Count the lines of the records below that contain the string "Task" and give only the number.
━━━ STORED ROWS ━━━
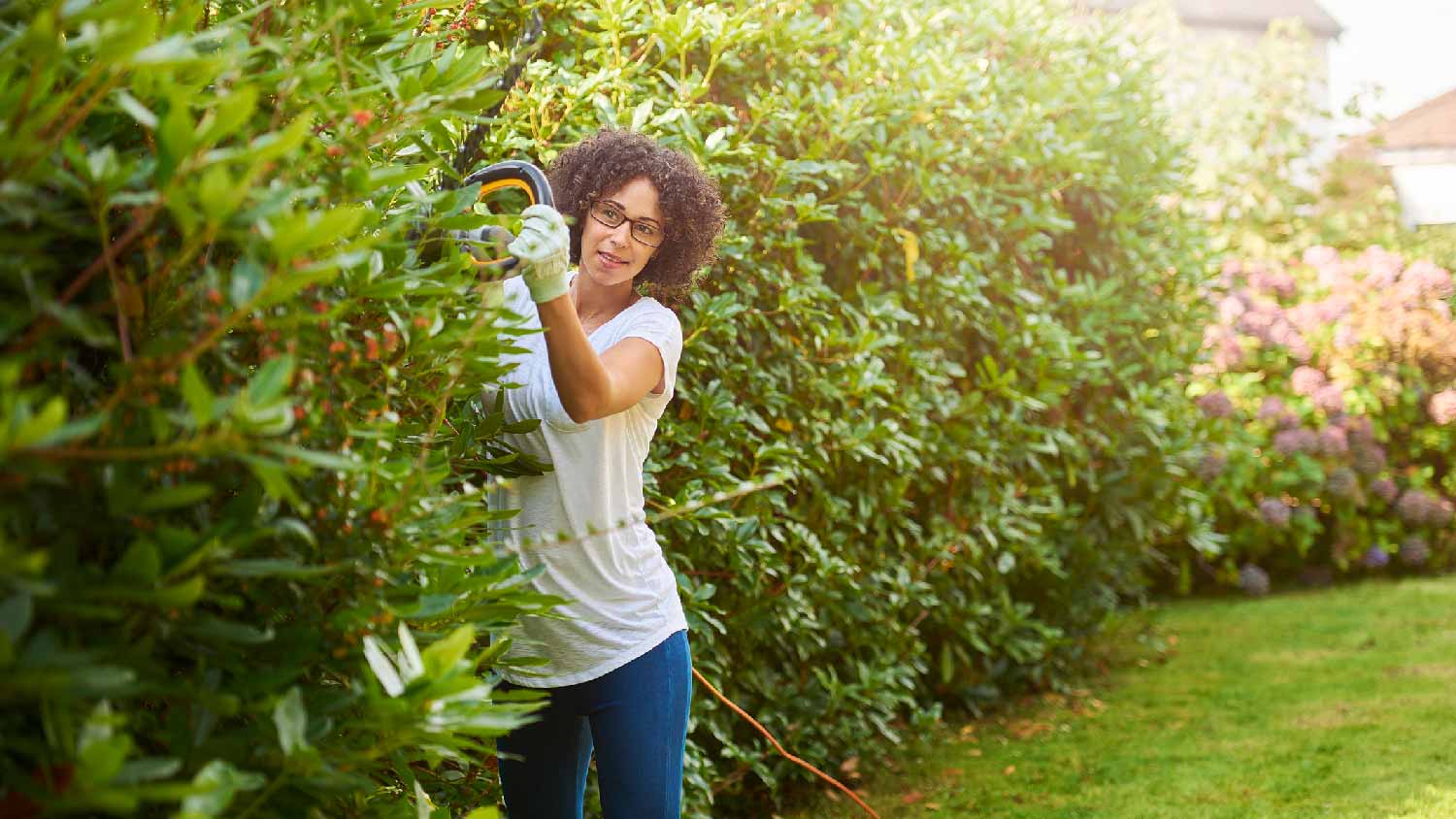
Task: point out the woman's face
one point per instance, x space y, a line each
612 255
━━━
━━━ STORED ROWS ━━━
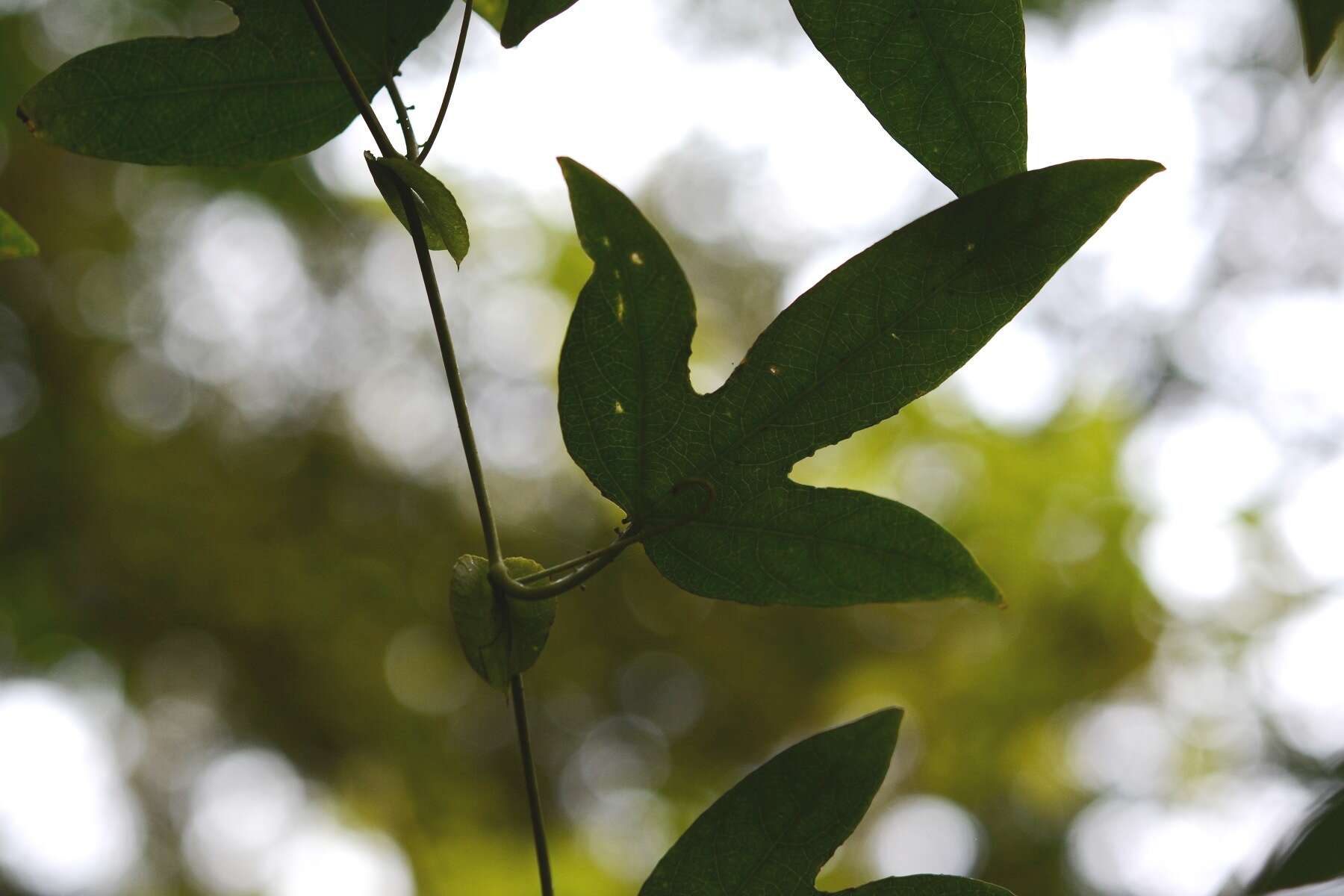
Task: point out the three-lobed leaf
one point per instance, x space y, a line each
━━━
FINISHED ANSWER: 2